> [STATED GOAL]:
Update the records from the line with "Place one marker on every instance of the bowfront" up to and including the line with "pixel 58 417": write those lines out again with "knob" changed to "pull" and everything else left the same.

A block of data
..........

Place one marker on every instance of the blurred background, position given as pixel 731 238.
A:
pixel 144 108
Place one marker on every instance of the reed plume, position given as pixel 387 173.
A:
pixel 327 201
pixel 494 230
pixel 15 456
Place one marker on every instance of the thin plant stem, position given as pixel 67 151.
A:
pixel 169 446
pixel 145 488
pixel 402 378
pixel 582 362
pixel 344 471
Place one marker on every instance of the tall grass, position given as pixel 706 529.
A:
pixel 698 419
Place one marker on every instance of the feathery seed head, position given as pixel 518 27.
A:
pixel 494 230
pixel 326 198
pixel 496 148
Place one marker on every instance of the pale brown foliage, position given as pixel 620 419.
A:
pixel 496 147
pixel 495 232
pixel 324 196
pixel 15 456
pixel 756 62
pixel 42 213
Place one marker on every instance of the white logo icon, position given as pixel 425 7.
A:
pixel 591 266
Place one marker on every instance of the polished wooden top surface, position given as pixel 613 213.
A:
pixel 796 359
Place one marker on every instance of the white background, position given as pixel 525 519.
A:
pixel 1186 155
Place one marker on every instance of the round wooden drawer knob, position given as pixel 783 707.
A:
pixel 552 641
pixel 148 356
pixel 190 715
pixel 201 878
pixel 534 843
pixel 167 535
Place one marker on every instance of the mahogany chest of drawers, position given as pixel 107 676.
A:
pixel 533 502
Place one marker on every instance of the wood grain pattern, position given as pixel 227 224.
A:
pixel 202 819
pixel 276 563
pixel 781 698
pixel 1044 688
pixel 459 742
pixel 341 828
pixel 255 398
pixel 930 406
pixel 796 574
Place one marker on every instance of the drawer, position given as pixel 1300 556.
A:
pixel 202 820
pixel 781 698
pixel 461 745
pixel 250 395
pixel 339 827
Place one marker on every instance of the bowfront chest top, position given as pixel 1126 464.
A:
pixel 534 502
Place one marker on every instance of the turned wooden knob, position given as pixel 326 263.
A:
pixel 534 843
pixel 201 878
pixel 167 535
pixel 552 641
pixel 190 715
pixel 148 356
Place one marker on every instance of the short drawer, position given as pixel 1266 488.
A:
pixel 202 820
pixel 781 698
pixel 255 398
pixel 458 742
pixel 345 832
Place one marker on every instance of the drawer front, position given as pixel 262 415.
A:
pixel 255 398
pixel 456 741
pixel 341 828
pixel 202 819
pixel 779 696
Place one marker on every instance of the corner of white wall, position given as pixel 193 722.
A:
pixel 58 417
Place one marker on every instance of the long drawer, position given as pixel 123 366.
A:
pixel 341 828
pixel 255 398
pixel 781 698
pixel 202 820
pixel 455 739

..........

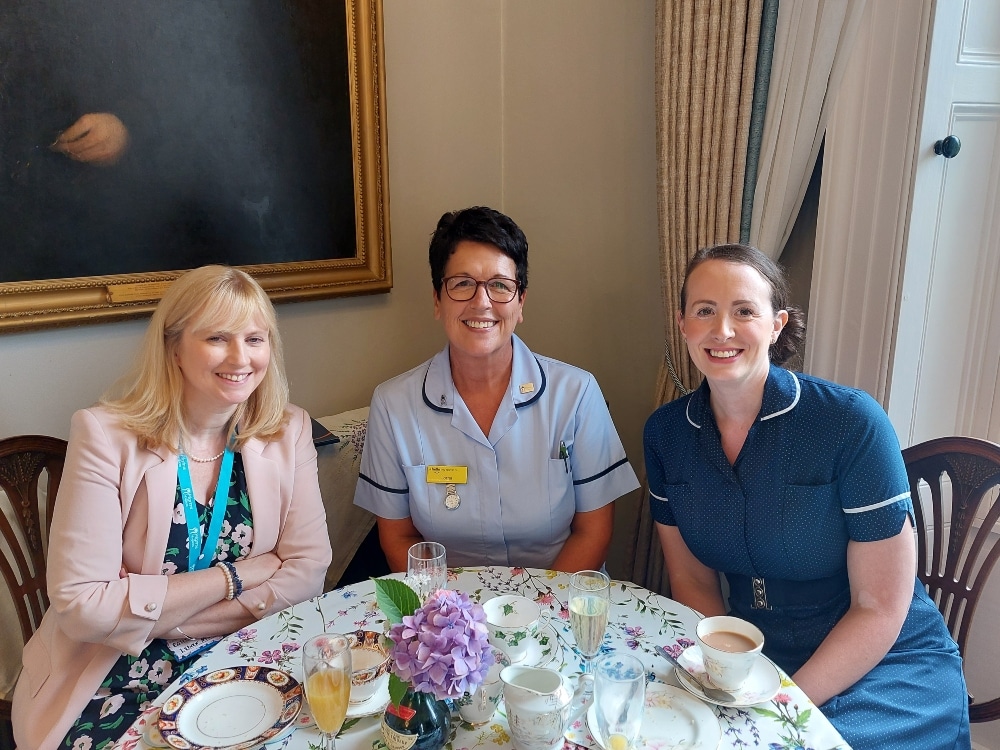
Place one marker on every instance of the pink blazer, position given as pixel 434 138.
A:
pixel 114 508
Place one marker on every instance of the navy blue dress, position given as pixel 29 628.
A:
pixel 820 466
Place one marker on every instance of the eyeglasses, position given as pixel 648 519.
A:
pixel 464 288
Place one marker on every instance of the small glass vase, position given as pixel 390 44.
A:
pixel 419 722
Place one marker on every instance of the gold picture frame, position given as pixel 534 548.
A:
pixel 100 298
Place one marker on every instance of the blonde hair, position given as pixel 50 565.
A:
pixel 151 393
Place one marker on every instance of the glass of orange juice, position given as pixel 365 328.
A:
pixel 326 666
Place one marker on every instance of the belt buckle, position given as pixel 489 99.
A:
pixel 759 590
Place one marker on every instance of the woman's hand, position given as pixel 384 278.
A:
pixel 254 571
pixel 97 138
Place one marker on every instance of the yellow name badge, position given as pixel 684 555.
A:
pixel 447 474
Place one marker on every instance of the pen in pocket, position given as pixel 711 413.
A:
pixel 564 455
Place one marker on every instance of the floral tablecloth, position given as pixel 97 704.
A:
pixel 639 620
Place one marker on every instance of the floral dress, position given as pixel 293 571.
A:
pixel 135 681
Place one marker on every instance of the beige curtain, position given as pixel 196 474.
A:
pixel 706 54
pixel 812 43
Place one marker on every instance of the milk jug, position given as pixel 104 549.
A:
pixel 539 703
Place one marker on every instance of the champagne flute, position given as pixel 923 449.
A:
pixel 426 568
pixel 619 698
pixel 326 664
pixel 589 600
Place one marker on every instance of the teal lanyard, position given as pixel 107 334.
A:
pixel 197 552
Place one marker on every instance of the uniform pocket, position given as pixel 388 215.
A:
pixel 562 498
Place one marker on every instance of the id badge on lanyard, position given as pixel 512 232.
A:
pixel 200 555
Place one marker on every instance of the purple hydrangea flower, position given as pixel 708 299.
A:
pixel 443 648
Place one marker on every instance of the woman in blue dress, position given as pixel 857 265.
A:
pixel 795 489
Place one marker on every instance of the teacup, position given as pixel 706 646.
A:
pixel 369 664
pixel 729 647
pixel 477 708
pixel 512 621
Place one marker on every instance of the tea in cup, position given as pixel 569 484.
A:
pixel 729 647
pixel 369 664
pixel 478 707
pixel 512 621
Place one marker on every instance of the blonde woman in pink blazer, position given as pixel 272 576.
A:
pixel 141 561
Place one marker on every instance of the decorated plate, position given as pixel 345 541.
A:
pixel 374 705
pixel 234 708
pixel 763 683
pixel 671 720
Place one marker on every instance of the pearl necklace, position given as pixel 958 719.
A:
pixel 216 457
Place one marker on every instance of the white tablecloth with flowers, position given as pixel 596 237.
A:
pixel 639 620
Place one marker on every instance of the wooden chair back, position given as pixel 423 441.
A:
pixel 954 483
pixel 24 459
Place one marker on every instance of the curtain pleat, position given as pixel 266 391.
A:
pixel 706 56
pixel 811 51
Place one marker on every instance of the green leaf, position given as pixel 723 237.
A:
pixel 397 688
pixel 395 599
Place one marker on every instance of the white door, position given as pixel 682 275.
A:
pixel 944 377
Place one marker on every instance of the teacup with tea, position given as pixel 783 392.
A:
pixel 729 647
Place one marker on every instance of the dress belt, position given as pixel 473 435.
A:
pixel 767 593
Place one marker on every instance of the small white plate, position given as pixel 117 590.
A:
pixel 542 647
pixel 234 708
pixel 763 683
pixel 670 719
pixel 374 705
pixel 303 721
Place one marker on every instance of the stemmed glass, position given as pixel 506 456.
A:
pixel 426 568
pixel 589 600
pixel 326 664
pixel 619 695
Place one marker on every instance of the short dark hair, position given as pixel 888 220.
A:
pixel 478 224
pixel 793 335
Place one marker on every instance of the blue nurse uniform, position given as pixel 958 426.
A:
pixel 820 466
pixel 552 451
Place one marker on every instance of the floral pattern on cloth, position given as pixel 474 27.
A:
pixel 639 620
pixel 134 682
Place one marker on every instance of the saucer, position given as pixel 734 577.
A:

..........

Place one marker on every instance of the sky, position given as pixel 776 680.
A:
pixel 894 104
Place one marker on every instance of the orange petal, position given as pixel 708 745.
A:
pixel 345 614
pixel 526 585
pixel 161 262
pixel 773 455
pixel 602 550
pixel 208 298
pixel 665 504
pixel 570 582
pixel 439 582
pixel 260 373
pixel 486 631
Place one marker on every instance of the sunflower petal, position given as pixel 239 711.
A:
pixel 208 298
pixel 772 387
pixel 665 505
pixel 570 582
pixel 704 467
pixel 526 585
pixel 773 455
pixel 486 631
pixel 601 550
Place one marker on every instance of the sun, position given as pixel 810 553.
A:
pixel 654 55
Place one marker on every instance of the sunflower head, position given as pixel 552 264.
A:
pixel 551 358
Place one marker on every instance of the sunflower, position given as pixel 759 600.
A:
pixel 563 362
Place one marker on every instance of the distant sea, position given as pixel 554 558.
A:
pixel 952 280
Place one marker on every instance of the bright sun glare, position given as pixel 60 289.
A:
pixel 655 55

..........

> [ANSWER FOR THE TASK]:
Place one marker on every instance of the bowfront chest top, position given as pixel 1126 464.
A:
pixel 534 502
Place one marker on every instance of the turned wooden pull, position given as pixel 326 263.
A:
pixel 534 843
pixel 201 878
pixel 167 535
pixel 552 641
pixel 190 715
pixel 148 356
Place one marker on every instance of the short drawer, position given as pixel 1266 488.
A:
pixel 202 820
pixel 781 698
pixel 255 398
pixel 458 742
pixel 345 832
Place one marker on every instance of the drawer front, position given as pixel 262 415.
A:
pixel 255 398
pixel 456 741
pixel 341 828
pixel 202 819
pixel 779 696
Place one marker on every instance of the corner of white wall, position given as pixel 193 722.
A:
pixel 58 417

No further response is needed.